EXERCISE TASK: Format the rows as a JSON list of strings, one string per line and no blank lines. Begin at the line that contains "Expected: for every instance of the net" and stop after the last line of the rows.

STORED RECORDS:
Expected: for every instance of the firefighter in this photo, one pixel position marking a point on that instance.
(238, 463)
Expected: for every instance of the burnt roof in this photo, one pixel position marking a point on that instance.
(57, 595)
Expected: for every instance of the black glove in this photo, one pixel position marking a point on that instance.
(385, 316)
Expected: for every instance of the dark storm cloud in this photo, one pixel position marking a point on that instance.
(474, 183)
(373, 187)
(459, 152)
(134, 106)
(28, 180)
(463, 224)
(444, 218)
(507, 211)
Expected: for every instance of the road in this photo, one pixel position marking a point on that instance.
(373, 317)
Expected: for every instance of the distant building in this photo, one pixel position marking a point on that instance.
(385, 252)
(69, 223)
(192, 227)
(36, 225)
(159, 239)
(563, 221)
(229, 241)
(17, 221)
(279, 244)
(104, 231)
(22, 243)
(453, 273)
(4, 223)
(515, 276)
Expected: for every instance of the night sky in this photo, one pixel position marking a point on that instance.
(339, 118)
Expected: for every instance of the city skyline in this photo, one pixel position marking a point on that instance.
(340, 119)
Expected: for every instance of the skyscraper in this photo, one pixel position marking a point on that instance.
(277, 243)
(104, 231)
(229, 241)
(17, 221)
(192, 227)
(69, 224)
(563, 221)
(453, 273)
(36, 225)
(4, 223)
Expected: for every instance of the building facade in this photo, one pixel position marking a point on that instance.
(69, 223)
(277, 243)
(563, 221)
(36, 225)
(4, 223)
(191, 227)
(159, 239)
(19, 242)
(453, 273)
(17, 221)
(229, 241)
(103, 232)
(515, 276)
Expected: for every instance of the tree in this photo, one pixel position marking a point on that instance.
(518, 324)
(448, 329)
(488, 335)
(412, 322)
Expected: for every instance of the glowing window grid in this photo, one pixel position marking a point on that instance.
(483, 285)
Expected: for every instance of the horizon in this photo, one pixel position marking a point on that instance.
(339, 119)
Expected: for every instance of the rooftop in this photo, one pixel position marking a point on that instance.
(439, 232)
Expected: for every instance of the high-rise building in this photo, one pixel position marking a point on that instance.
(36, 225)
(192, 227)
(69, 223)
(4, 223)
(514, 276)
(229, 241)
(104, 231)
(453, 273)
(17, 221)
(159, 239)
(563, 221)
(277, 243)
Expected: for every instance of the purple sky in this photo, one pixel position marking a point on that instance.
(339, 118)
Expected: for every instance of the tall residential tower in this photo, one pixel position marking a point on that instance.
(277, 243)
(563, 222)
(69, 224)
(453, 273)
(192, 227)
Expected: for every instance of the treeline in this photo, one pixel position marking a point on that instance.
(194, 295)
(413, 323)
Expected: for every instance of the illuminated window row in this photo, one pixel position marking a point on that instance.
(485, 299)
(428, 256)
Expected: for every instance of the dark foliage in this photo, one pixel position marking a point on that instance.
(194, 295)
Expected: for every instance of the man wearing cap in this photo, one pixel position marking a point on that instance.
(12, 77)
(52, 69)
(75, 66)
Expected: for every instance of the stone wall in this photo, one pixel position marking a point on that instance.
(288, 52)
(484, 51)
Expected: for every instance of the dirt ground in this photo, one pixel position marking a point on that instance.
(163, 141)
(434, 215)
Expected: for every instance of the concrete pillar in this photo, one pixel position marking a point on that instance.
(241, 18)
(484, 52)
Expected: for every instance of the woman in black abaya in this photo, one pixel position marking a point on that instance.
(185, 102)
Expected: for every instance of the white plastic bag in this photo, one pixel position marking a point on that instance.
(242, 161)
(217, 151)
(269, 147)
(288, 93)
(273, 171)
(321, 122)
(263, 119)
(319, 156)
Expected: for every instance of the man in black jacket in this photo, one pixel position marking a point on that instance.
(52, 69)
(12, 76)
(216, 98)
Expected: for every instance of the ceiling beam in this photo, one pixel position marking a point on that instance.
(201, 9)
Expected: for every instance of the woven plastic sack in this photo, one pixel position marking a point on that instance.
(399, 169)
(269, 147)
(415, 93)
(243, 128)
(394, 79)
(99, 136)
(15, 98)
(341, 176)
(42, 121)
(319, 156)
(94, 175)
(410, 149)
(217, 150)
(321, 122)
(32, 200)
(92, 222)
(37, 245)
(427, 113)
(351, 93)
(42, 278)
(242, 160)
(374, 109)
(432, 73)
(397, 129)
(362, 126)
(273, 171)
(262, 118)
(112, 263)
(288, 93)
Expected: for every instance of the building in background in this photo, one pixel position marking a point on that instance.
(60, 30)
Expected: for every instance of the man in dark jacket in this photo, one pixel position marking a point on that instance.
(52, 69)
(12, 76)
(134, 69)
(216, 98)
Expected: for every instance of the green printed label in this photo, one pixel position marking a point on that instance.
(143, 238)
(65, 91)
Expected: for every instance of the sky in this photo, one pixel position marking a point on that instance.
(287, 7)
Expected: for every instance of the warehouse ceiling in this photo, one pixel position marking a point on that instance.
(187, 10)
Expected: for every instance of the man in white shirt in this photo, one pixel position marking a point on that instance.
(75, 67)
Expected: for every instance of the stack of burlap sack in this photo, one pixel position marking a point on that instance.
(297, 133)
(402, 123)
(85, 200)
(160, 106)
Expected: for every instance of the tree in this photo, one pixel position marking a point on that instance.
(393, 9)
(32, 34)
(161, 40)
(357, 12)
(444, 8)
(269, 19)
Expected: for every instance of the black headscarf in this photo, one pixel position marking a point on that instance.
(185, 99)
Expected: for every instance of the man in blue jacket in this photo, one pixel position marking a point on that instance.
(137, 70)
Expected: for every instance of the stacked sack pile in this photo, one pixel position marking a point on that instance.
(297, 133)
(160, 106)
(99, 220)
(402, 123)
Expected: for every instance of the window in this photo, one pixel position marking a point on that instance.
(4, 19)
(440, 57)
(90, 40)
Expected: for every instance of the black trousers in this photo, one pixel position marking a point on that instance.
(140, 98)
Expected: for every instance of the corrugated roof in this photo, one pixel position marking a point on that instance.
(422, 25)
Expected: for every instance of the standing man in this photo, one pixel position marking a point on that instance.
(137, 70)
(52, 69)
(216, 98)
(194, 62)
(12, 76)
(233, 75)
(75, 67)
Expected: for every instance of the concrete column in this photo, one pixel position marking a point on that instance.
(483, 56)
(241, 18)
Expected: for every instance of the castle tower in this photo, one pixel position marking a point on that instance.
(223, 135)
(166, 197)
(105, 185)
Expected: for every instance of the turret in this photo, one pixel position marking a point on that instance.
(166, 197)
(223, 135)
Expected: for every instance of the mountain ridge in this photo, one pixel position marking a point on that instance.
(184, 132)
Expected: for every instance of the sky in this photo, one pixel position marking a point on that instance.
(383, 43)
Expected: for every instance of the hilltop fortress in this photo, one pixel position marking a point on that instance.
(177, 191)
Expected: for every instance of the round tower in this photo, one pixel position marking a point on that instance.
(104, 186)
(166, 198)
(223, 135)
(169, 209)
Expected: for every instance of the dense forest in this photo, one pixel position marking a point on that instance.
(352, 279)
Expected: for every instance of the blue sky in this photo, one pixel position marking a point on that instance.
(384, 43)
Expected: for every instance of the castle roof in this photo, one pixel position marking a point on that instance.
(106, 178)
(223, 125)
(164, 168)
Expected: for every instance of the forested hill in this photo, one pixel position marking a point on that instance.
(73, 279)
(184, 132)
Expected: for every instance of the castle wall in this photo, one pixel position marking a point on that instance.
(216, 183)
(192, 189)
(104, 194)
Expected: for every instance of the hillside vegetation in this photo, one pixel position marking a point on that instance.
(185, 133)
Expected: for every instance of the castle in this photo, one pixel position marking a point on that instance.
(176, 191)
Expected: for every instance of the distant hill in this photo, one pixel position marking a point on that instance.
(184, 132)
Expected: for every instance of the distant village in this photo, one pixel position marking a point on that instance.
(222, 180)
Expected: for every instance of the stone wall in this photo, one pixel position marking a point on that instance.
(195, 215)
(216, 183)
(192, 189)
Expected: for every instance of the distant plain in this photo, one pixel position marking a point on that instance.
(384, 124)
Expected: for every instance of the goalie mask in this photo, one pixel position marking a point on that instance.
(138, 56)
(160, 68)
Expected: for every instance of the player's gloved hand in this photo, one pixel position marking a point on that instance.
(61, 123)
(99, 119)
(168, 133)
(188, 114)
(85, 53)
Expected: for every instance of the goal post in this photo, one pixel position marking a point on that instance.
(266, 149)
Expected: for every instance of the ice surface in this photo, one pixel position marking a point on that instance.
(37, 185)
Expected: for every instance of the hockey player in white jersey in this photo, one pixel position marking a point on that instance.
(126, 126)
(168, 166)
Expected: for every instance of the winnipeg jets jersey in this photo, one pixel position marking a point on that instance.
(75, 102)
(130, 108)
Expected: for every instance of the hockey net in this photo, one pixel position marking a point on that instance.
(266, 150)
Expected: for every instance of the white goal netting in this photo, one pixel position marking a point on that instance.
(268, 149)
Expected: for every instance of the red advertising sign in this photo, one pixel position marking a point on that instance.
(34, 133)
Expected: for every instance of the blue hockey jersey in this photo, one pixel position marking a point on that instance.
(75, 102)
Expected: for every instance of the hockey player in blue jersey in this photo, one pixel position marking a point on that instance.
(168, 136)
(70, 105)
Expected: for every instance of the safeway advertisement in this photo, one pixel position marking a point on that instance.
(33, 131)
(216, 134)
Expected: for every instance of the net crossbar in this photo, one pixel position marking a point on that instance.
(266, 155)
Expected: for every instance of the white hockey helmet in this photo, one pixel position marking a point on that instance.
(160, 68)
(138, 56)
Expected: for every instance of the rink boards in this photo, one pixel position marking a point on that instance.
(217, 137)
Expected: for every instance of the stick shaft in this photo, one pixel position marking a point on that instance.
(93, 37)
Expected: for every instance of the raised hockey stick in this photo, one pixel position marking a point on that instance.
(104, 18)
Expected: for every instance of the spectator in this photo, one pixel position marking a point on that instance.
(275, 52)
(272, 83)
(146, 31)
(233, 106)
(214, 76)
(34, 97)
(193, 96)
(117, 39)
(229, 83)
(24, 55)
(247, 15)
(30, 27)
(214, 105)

TASK RESPONSE:
[
  "Expected: for every instance of the net crossbar in this photo, one pixel position marking a point on that instance.",
  "(266, 155)",
  "Expected: for every instance of the white hockey helmet in this photo, one pixel position marking a point on that instance.",
  "(160, 68)",
  "(138, 56)",
  "Expected: for every instance of the rink boards in this photo, one pixel position marking a point on that instance.",
  "(217, 137)",
  "Expected: for every instance of the stick shaft in this photo, one pixel position marking a point on that instance.",
  "(93, 37)",
  "Expected: for every instance of the raised hockey stick in this photo, one pixel position marking a point on that instance.",
  "(104, 18)",
  "Expected: for every instance of the spectator in this photo, one pixel position marking a point on that instance.",
  "(275, 52)",
  "(272, 83)",
  "(146, 31)",
  "(233, 106)",
  "(214, 76)",
  "(34, 97)",
  "(193, 96)",
  "(117, 39)",
  "(229, 83)",
  "(24, 55)",
  "(247, 15)",
  "(30, 27)",
  "(214, 105)"
]